## Exercise brief
Everything in the listing below from the line containing "Target: brown dry leaf" through the line containing "Target: paw pad" must be repeated exactly; the remaining lines are not wanted.

##########

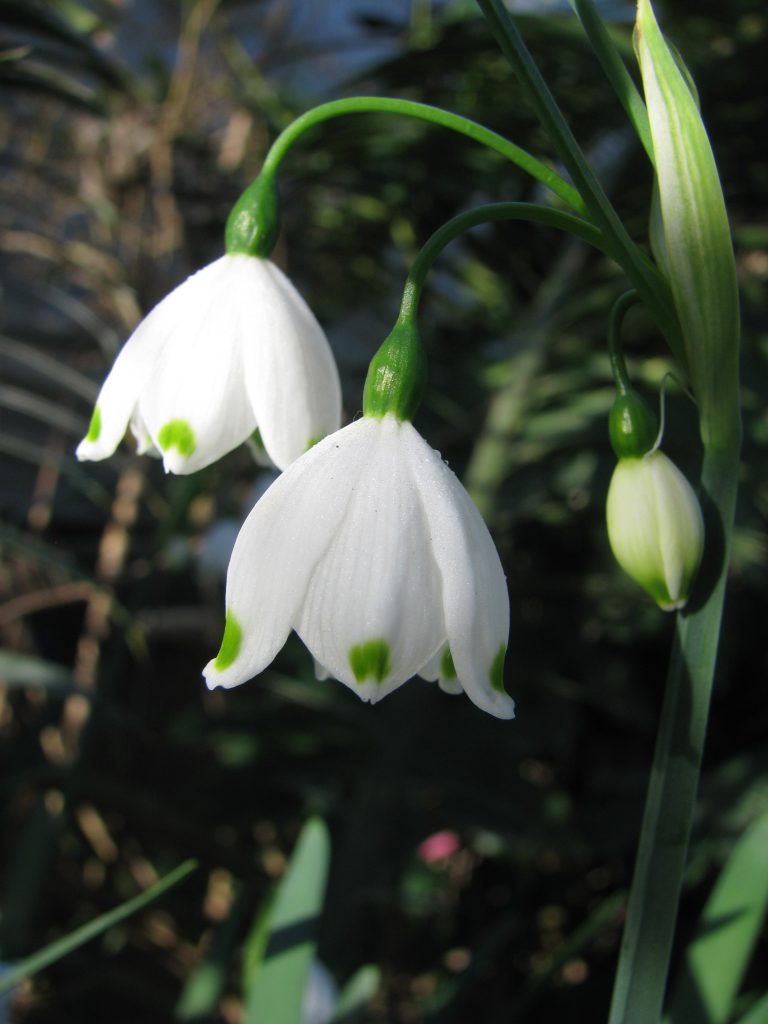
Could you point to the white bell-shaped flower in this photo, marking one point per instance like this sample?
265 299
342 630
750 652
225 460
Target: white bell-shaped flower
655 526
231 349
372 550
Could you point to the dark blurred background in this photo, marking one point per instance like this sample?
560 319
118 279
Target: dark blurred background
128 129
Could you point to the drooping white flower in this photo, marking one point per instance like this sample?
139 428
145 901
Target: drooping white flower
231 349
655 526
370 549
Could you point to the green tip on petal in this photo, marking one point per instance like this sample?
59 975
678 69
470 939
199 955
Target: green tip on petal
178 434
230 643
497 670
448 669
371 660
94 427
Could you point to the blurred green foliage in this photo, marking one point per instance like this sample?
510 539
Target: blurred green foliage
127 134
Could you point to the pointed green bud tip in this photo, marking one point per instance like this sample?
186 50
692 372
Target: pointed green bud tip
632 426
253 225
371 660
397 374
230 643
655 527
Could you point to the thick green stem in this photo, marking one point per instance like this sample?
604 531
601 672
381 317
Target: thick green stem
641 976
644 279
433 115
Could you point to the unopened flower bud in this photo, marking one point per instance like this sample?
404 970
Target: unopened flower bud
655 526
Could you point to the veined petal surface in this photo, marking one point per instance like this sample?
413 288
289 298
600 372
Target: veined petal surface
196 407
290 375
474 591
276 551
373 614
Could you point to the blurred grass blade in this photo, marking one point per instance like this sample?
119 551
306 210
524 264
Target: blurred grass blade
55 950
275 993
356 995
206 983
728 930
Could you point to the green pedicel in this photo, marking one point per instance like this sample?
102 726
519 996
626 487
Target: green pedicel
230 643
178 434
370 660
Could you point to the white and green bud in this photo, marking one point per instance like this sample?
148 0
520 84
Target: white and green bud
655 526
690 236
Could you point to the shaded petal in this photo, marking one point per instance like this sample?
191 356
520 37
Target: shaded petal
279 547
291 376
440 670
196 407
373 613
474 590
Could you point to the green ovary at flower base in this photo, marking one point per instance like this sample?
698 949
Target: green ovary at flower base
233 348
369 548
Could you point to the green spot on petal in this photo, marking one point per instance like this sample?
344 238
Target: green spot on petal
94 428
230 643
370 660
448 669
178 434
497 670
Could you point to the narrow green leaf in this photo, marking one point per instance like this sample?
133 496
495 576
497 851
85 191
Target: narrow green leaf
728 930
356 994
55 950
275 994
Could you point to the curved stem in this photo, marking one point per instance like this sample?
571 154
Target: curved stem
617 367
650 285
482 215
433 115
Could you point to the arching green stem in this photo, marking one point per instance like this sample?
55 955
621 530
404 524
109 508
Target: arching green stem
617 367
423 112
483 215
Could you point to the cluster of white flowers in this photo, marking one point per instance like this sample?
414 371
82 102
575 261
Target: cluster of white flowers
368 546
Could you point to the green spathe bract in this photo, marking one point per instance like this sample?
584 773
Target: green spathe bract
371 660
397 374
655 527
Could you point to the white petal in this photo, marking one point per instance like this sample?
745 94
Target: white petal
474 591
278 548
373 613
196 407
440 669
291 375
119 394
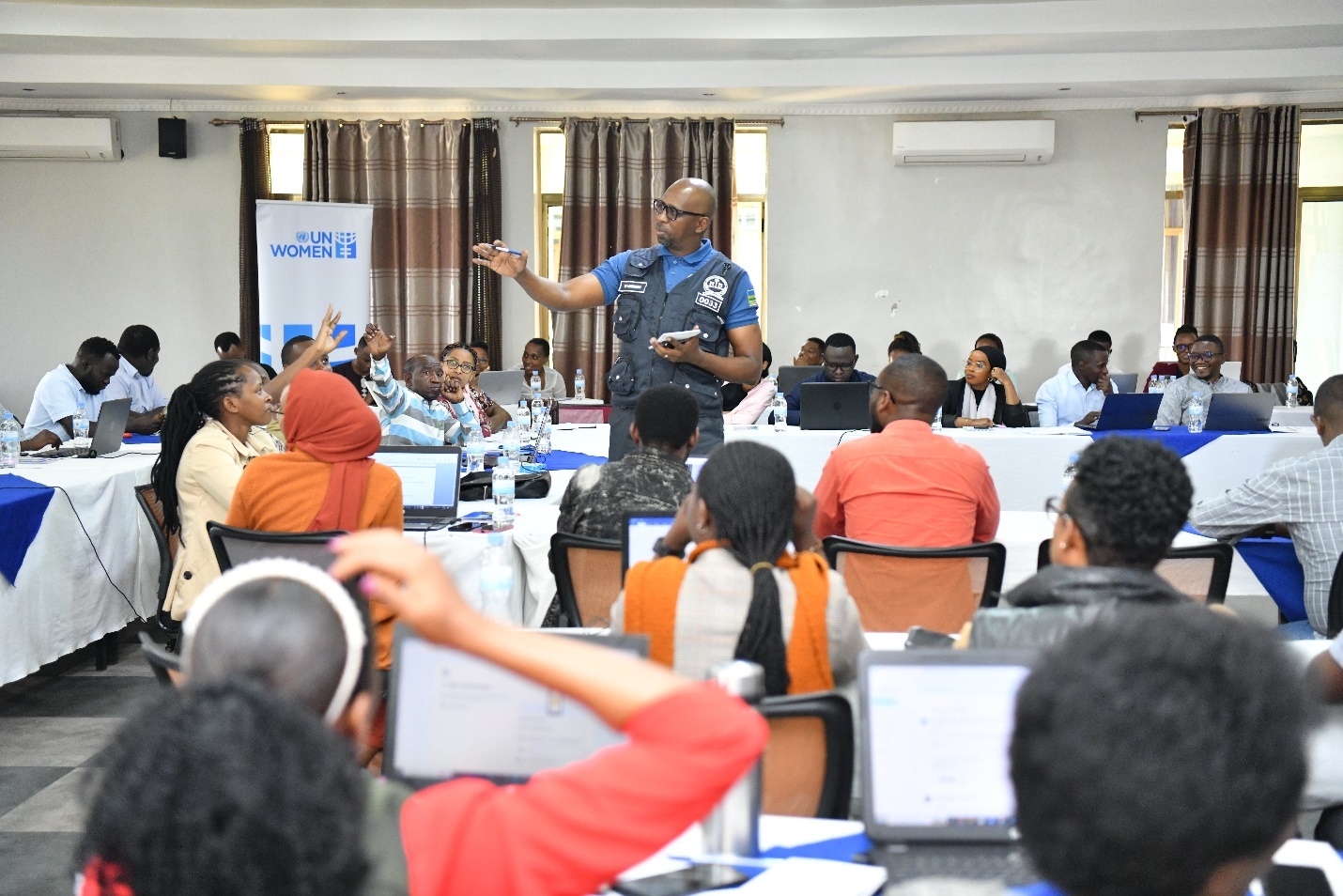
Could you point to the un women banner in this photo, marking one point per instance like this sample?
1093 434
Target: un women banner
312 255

##########

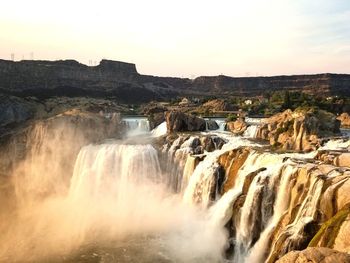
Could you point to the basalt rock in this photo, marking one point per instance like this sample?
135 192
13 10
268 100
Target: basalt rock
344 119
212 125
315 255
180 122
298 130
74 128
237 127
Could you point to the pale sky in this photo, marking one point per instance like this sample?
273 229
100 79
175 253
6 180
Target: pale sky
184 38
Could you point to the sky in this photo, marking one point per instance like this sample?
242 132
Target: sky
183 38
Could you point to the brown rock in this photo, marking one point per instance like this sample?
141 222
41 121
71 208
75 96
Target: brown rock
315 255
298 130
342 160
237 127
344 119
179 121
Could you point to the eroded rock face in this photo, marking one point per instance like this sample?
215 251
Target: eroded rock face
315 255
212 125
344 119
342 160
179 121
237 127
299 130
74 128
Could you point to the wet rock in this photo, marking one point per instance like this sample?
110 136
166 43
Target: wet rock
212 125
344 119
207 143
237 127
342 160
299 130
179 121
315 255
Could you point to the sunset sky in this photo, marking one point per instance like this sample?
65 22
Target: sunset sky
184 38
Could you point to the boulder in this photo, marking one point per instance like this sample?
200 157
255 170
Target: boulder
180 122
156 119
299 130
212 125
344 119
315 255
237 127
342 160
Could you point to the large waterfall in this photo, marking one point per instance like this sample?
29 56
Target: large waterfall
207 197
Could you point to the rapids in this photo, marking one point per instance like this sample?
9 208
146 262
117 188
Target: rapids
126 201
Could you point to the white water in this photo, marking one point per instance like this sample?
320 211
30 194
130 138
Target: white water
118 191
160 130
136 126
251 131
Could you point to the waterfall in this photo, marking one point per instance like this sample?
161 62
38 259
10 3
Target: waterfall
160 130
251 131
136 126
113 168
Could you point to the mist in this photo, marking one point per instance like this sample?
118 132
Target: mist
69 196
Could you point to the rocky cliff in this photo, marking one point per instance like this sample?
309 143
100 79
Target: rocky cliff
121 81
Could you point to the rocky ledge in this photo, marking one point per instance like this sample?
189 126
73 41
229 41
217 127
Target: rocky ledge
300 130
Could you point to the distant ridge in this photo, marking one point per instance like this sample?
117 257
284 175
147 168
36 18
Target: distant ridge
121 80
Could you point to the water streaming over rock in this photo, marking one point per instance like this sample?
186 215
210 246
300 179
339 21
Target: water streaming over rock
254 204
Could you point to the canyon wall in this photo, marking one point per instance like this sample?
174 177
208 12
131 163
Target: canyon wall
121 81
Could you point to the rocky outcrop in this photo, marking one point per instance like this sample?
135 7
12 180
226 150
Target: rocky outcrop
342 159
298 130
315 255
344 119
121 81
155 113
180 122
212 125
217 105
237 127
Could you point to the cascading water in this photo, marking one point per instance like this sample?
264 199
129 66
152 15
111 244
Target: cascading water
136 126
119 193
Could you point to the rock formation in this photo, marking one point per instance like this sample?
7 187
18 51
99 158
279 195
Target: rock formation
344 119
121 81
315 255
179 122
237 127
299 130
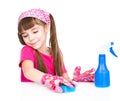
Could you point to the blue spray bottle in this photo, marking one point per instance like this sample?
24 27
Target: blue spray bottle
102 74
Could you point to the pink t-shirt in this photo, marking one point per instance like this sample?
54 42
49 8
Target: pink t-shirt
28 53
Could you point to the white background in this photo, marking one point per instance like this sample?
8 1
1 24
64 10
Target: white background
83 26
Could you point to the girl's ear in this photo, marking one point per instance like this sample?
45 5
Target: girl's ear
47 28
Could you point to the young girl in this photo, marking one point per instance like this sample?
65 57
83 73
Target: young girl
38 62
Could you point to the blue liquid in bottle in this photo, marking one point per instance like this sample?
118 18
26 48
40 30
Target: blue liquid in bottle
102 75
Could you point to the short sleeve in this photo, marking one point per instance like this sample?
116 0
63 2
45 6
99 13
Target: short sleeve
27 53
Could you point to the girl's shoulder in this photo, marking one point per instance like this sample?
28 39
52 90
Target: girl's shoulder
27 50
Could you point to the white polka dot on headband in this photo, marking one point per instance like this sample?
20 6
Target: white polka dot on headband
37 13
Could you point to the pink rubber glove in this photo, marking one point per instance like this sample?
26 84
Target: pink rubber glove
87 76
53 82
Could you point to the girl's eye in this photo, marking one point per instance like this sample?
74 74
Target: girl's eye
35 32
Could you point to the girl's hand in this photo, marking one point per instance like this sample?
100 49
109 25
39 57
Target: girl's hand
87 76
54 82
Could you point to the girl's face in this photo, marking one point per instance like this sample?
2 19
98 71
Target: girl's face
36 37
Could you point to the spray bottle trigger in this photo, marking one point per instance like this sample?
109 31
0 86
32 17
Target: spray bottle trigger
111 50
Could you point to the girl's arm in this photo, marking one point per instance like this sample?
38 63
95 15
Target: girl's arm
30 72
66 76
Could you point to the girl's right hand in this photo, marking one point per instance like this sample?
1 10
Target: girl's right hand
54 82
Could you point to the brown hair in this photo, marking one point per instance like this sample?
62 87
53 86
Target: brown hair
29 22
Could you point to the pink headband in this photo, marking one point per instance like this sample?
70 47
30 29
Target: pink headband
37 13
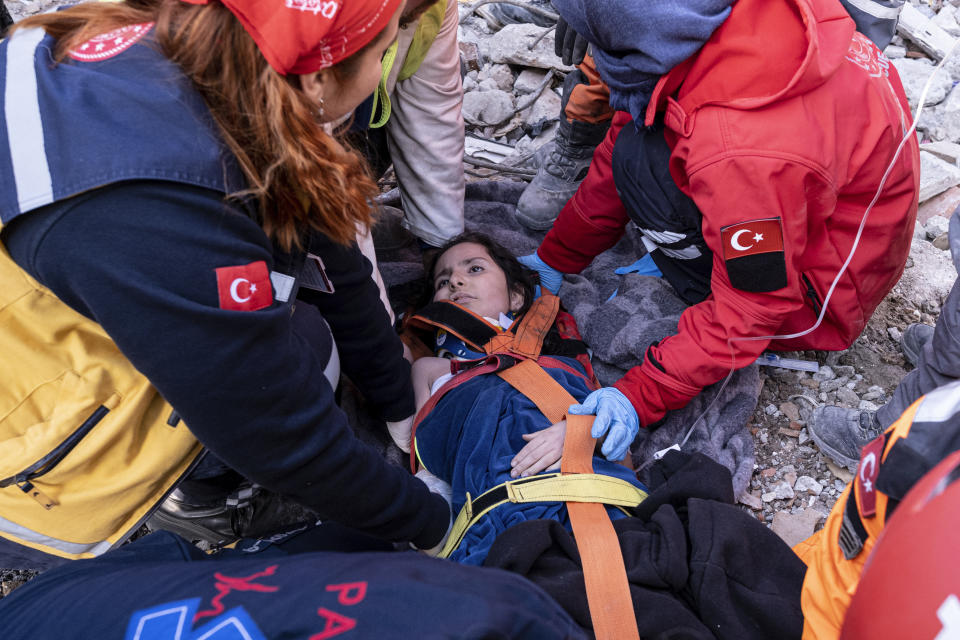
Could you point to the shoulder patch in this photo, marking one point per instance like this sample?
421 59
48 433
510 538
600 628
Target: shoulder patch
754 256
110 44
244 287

##########

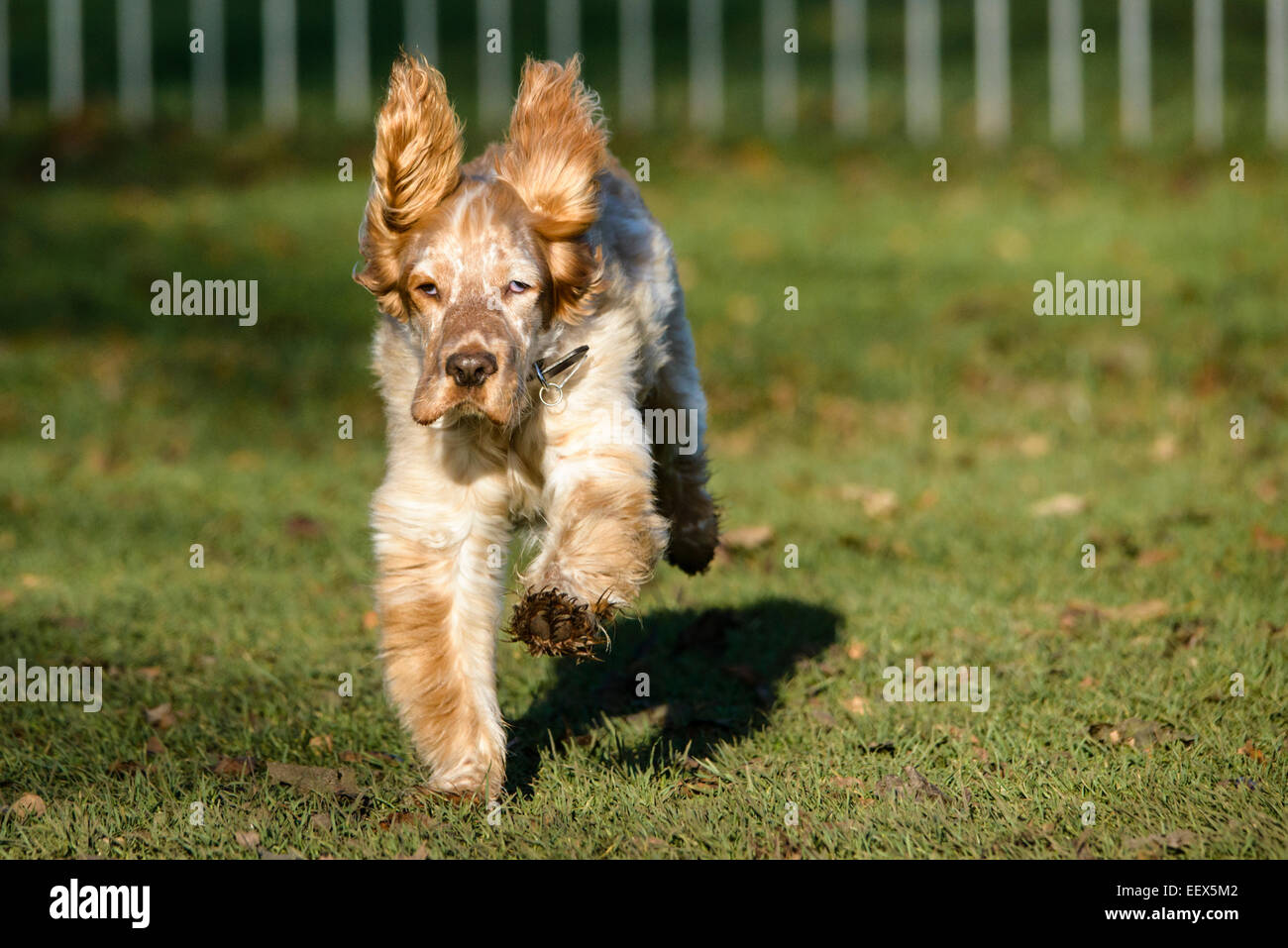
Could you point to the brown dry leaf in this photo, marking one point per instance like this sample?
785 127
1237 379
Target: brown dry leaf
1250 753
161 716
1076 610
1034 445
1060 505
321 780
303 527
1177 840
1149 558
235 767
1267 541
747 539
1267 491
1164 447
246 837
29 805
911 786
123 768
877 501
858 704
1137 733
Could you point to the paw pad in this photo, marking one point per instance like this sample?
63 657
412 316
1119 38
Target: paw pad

##########

## Response
Target: brown dry leaf
1250 753
161 716
1076 610
1034 445
1060 505
321 780
303 527
1177 840
1149 558
235 767
1267 541
747 539
1267 491
1164 447
246 837
29 805
911 786
123 768
877 501
858 704
1137 733
Could you point to the paw pad in this photo, marking one point per instance like this sample?
63 657
412 316
1119 38
Target: paw pad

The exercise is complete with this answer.